§ **SELECTED EXCERPT**:
>>>
The arithmetic operators in Python are similar to C, C++, Java, and so on. There is addition (and subtraction):

In [12]:
a + c

33.14159

Multiplication:

In [13]:
a * e

(75+159j)

Division:

In [14]:
a / c

9.549304651466295

But ***beware*** that, like in C, C++, Java, etc., ***division of integers gives you integers***:

In [15]:
7 / 3

2.3333333333333335

If you want true division, convert one or both of the operands to floating point:

In [16]:
a = 7
b = 3
float(a) / b

2.3333333333333335

***NOTE*** that in **Python 3**, division of integers is **true division**.
<<<
§ **MATERIAL SHOWN**:
>>>
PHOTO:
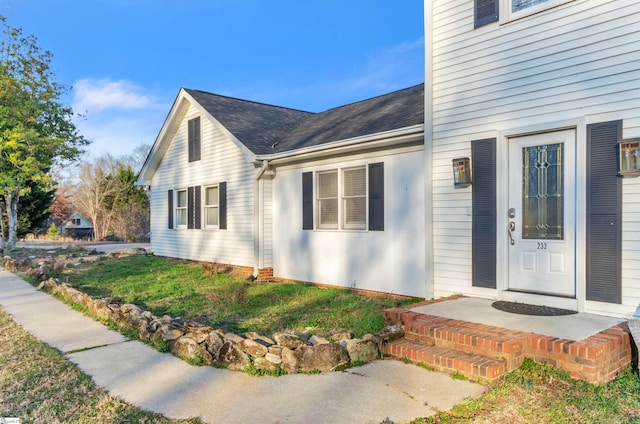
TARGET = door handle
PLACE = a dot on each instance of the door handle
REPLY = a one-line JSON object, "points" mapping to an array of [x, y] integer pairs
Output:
{"points": [[512, 227]]}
<<<
§ **EXERCISE INSTRUCTIONS**:
1) Why does the excerpt on Python arithmetic operators say to convert one or both operands to floating point?
2) Which arithmetic operations does the excerpt on Python arithmetic operators name?
3) Continue the excerpt on Python arithmetic operators after its closing note about Python 3.

§ **OUTPUTS BY TASK**:
1) The excerpt warns that, as in C, C++, and Java, dividing integers gives integers. Converting one or both operands to floating point gives true division instead. It adds that in Python 3, integer division is already true division.

2) Addition, subtraction, multiplication, and division.

3)
If you are using Python 2.2 or higher, you can enable true division by putting the following statement at the top of your script:

    from __future__ import division

However, in **both Python 2 and Python 3**, the double-slash operator `//` represents integer division:

In [17]:
7 // 3

2

The `%` sign is the remainder operator:

In [18]:
32 % 26

6

Exponentiation is accomplished with the `**` operator:

In [19]:
print(5 ** 3, 9**-0.5)

125 0.3333333333333333


## Tuples

A tuple is a sequence of values. It's just about the handiest thing since integers. A tuple is immutable: once you have created it, you cannot add items to it, remove items from it, or change items. Tuples are very handy for storing short sequences of related values or returning multiple values from a function. This is what tuples look like:

In [20]:
some_tuple = ('a', 'b', 'c')
another_tuple = ('caffeine', 6.674e-11, 3.14, 2.718)
nested_tuple = (5, 4, 3, 2, ('a', 'b'), 'c')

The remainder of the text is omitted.